**EXTRACT:**

Over the course of March we will be offering a collection of insights into the different worlds that cancer pervades, bridging creative, clinical, spiritual, scholarly and activist representations and experiences of cancer. In piecing interviews, reflections and reviews from a range of perspectives, it becomes increasingly clear that current understandings of cancer as a social phenomenon are by no means complete or fully understood. It is our hope that the generosity of our contributors will provoke a stimulating and timely discussion on the social experiences and meanings ascribed to cancer, and what the positive implications for clinical practice could entail.

The expert reviews of Frissure (2013, Collins and Jamie) by Dr Gavin Francis (General Practitioner, Edinburgh) and Ruchika Singh (Associate Professor, India) offer a balance of perspective into the embodied experience of one woman’s recovery from mastectomy and her reflections of how it ‘felt’ to have the scar, an enduring texture, explored by a surgeon and artist. The Centre for Medical Humanities has taken a great sense of pride in the publishing of Frissure following the time Kathleen Jamie spent with us as a Fellow of Durham University’s Institute of Advanced Study (IAS). With support from the Wellcome Trust and IAS, this remarkable book was published in limited edition by Birlinn and is available for £15.

**ENTRIES SHOWN:**

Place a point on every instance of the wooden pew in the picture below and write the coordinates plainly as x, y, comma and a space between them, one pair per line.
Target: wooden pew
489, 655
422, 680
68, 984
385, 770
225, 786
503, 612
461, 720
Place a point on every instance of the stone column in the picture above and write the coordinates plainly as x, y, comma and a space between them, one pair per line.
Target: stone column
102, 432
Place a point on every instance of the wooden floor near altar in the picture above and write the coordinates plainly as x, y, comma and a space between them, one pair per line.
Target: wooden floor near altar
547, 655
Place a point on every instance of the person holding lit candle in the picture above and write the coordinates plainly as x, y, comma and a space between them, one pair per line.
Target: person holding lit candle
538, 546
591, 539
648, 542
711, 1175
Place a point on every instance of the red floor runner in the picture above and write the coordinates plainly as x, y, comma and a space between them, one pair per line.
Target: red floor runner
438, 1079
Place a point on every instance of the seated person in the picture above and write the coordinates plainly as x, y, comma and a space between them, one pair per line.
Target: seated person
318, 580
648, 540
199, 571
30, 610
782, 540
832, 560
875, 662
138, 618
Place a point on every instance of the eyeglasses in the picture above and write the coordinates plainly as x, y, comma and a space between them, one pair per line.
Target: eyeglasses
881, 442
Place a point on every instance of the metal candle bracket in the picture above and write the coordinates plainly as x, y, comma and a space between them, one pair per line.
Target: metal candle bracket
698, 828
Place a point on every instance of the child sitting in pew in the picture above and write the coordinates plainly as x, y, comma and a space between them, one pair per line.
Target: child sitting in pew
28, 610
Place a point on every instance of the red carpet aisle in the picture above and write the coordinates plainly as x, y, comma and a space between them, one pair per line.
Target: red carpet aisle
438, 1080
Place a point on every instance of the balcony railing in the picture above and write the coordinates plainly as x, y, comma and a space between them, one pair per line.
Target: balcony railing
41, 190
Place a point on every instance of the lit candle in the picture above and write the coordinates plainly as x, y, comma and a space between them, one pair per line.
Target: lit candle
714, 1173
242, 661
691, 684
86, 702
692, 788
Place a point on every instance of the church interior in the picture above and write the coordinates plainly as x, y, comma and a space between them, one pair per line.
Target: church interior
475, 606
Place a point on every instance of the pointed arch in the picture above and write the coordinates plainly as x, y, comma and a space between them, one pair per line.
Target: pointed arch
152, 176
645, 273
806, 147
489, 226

**WORK ORDER:** Pick up the text introducing the March series on cancer after its last sentence and extend it with a few more sentences. The material above has nothing to do with the text on cancer.

**TASK ANSWER:**
A discussion of the social and shared experience of cancer would be incomplete without drawing on the vocal and bold movement of cancer activism, provided by Dr Grazia De Michele.

The collection will later feature a review of Malignant: How Cancer Becomes Us by Dr Columbia Quigley, an account of cancer treatment and prevention in marginal and minority groups in Australia by Dr Muiris Houston, and an interview with a chaplaincy team serving a paediatric ward which will offer a generous insight into the experience of cancer in childhood and adolescence.

You are invited to not only read and reflect on this collection, but also comment and contribute through our reinvigorated CMH site – a creative platform which continues to push the boundaries of academic enquiry. We anticipate that the unfolding discussion will offer a fresh understanding to those interacting with cancer.